Consigna: Según el texto sobre Paseos del río, ¿a qué corresponde la capa superior del río doble que aparece al comienzo de Aquiles, de Elizabeth Cook?

Texto seleccionado:
Paseos del río es una escritura híbrida. Es también un ensayo que explica dicha escritura a través de una voz que entabla diálogo directo con Juan Rulfo, Antonio Di Benedetto, Elizabeth Cook, Homero, Jean Rolin, Stendhal y Werner Herzog, pero, y sobre todo, con el dueño de la mano impresa al interior de la cueva de Chauvet. El lector tiene entre sus manos una breve historia de cierta narrativa que inició en el siglo XVIII y que, al entretejerse con las historias de familia del autor, sirve como fuente para una serie de reflexiones que exploran los cruces entre la ficción, la vida cotidiana y el devenir histórico. David Miklos nos ofrece un puente que vincula dos formas de narrar que se desenvuelven en el flujo del tiempo, donde todos podemos ser personajes literarios a partir de una verdad; y, gracias a esa verdad, ser todos parte de la Historia.
Odiseo versus Aquiles.
El río, aquí, se vuelve nuevamente doble, pero no dividido en cauces paralelos, sino superpuestos: el río vivo encima del río muerto, el río que padece anoxia [el río que la solitaria muerte mira, ya sin el pato a su lado]. Aquí, la literatura encuentra su origen: es, a la vez, ficción e historia. O bien: la semilla que contiene a ambas, mucho antes de que germinen y del mismo tronco se hagan dos.
Aunque este apartado nació a partir de una conferencia de clausura creada para otro coloquio de historia y literatura, al que me convocó la Universidad Autónoma del Estado de México [y que aparece en el apartado siguiente], en esta ocasión el Vocoder está apagado: es ésta mi voz más íntima.
Es decir: ésta es mi voz, animada por la propia voz de Homero en voz de Elizabeth Cook.
Al comienzo de Aquiles, una «novela» de Elizabeth Cook, hay un río doble, «Dos capas de agua, cada una moviéndose por su lado, a un ritmo constante y sereno» (Cook, 15).
La capa superior corresponde a lo vital, a la «esencia de la vida», mientras que la capa inferior «Padece de anoxia: es hostil a la vida».

Datos extraídos:
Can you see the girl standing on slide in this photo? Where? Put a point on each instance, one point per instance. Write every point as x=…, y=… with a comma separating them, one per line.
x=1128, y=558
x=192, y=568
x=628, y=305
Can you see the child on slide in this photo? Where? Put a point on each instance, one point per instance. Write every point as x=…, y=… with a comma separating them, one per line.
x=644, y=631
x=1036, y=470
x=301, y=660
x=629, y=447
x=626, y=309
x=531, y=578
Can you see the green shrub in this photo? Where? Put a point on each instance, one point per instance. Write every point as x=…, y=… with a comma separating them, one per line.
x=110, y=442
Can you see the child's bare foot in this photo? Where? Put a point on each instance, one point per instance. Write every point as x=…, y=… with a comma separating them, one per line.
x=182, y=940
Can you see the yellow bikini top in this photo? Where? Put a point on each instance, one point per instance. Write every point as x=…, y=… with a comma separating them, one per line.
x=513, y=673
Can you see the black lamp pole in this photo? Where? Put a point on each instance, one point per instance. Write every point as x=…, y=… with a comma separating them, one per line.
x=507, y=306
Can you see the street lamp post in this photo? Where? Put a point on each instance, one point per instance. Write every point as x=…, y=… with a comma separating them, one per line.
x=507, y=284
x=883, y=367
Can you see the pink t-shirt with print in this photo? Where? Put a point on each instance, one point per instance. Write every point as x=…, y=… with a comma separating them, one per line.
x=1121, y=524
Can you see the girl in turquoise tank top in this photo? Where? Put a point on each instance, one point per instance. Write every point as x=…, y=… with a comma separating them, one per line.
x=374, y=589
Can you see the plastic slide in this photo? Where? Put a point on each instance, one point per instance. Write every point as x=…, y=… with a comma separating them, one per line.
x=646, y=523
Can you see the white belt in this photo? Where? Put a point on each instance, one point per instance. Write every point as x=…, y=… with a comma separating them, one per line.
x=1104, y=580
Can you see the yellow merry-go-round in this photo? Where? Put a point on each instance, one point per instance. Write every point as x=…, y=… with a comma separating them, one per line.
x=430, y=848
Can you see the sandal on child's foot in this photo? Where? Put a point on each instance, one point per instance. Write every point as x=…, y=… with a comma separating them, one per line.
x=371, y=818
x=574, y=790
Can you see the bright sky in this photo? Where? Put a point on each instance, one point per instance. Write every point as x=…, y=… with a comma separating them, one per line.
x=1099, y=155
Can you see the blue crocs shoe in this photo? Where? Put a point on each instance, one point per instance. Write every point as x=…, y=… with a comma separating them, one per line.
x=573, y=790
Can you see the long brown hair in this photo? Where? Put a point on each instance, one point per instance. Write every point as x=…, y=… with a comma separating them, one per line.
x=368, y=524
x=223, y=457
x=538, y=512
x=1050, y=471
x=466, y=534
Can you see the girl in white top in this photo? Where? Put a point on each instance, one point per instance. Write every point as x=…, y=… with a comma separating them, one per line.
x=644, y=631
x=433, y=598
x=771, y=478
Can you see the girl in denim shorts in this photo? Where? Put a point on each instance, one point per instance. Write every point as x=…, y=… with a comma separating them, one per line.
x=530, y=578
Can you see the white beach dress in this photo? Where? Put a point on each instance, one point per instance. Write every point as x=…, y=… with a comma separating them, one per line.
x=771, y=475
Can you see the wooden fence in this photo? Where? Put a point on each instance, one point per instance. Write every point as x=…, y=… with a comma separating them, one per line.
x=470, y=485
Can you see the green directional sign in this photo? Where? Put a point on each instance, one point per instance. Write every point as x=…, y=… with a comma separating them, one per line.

Resultado: Corresponde a lo vital, a la «esencia de la vida».